■ Excerpt
* Start *

Haiti: Occasional Musings – 2

*Saturday

MC  said we would leave the house at 9am to go and meet some women in the camp at Delmas 33.   In January Port-au-Prince is dry and dusty reminding me of the January hamattan in Nigeria, by the time we reach the camp road we are covered in dust which mixed with sweat is like a paste.   The protest was already lining up with banners spread across the narrow street – on one side tents and tarps and the other a high wall.  MC introduced me to two of the women organisers from the camp committee – strong, forceful, fun women, we said our hellos laughed as you do when you meet strong beautiful women.   What I  love here is people take their activism seriously without chaining themselves to misery – there’s enough of that around without carrying it on your head all day long. So laugh dance and sing often – when the time is for speaking then you can speak with authority.     We  joined in at the end and it felt like carnival with the huge speakers on the truck and everyone running and dancing behind. The procession was supposed to circle the roads around the camp 7 times but one of the speakers broke so they had to stop after the first trip which lasted about 30 minutes most of which was up hill.   We all just about made it without collapsing and I realised that three days a week at the gym was no substutie for a fast walk up a hill.  While we were waiting for the trucks to start up Ginette explained

“We are tired after three years – we need houses”   “a few days ago the French Red Cross came to the camp to give us new tarps.  The brought 10 poles and a tarp and gave them out – there werent even enough for everyone. Then they left”

* End *

■ Data extract

* Start *

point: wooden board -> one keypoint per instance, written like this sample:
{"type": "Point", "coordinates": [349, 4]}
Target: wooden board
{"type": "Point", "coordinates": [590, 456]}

* End *

■ Short problem
Answer these from the Haiti musings at the top:
(a) At what time did MC say they would leave the house?
(b) How many times was the procession supposed to circle the roads around the camp?
(c) What did the French Red Cross bring to the camp?

■ Full solution
(a) 9am
(b) 7 times
(c) 10 poles and a tarp